Natural-language object grounding data:
....................
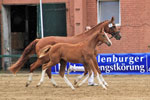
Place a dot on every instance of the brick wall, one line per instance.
(135, 22)
(135, 27)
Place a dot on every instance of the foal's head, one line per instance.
(104, 38)
(112, 29)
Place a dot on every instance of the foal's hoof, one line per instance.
(37, 85)
(55, 85)
(27, 85)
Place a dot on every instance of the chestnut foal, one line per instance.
(82, 52)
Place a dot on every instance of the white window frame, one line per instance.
(99, 14)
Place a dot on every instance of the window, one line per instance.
(107, 9)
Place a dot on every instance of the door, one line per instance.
(54, 19)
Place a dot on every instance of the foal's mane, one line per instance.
(94, 28)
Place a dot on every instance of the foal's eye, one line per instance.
(103, 35)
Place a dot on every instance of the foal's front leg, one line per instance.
(32, 68)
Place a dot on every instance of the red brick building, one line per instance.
(131, 15)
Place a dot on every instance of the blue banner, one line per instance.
(125, 63)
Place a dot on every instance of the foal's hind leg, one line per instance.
(44, 68)
(92, 65)
(89, 74)
(100, 74)
(62, 72)
(48, 71)
(81, 76)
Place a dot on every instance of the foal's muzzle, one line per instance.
(117, 36)
(109, 43)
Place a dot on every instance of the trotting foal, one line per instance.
(82, 52)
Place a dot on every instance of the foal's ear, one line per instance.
(102, 30)
(112, 19)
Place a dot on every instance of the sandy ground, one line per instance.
(121, 87)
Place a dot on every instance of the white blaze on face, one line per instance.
(110, 25)
(108, 38)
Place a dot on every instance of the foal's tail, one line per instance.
(44, 51)
(29, 50)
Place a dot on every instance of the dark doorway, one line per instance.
(54, 19)
(23, 29)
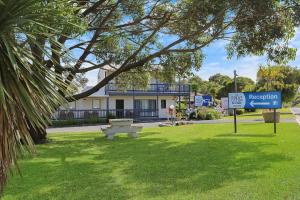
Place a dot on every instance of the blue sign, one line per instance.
(203, 100)
(260, 100)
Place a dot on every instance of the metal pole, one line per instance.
(234, 110)
(275, 121)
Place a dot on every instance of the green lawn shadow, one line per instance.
(156, 166)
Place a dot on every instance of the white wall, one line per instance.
(86, 103)
(128, 103)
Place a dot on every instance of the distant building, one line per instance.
(112, 101)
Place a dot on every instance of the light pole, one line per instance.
(234, 110)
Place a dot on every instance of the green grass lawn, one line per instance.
(187, 162)
(285, 114)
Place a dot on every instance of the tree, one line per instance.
(280, 78)
(219, 78)
(135, 35)
(28, 90)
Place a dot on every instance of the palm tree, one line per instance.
(28, 90)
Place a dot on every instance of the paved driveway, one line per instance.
(155, 124)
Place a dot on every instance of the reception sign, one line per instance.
....................
WORK REQUIRED:
Leaving out any pictures, write the records above out exactly as they are.

ANSWER SECTION:
Place a dot on every instance of the brick wall, one line per instance.
(135, 22)
(135, 27)
Place a dot on every instance of the foal's head, one line per instance.
(104, 38)
(112, 29)
Place a dot on every instance of the foal's hoof, one line per instance.
(37, 85)
(55, 85)
(27, 85)
Place a dot on every instance of the chestnut foal, one line per instance.
(82, 52)
Place a dot on every instance of the white window frame, one line per instance.
(99, 14)
Place a dot on every instance of the window, one line per instance.
(107, 9)
Place a dot on every instance of the door, one line per instance.
(54, 19)
Place a dot on every instance of the foal's mane, one line per instance.
(94, 28)
Place a dot on every instance of the foal's eye, one line per instance.
(103, 35)
Place a dot on every instance of the foal's front leg, one line per instance.
(32, 68)
Place a dot on every instance of the red brick building, one line per instance.
(131, 15)
Place a dot on every instance of the blue banner, one line per instance.
(125, 63)
Place a dot on every instance of the foal's hind leg, one line per instance.
(44, 68)
(92, 65)
(89, 74)
(100, 74)
(62, 72)
(48, 71)
(81, 76)
Place a dot on every instance of the foal's muzzle, one line per instance.
(117, 36)
(109, 43)
Place a dot on every instance of the trotting foal, one line per instance.
(82, 52)
Place a dot on every instance of the foal's ear, one line per instance.
(102, 30)
(112, 19)
Place a dot on every instance of the sandy ground, one line per instance.
(121, 87)
Place a dot on every instance of the white blaze on face, one line per instance.
(110, 25)
(108, 38)
Place a dot on every instance of the foal's tail, one line per instance.
(44, 51)
(29, 50)
Place a dot on every instance of the dark doorway, one line per instance.
(54, 19)
(23, 29)
Place a dot on every instance of the blue sign, one line per instance.
(203, 100)
(260, 100)
Place a dot on every instance of the metal pole, one line per instance.
(234, 110)
(275, 121)
Place a dot on every instance of the green lawn shadow, one line per instance.
(156, 166)
Place a dot on every instance of the white wall, one line per instance.
(86, 103)
(128, 103)
Place a dot on every instance of the distant building, one line per instance.
(112, 101)
Place a dot on every instance of the light pole, one line per instance.
(234, 110)
Place a dot on every instance of the green grass lawn, one line per instance.
(187, 162)
(285, 114)
Place a dot on every instance of the tree, one line per instance.
(280, 78)
(219, 78)
(135, 35)
(28, 90)
Place a dot on every instance of the palm tree, one line per instance.
(28, 90)
Place a dot on every instance of the paved driveway, one line per instance.
(155, 124)
Place a dot on every instance of the reception sign, one line per instance.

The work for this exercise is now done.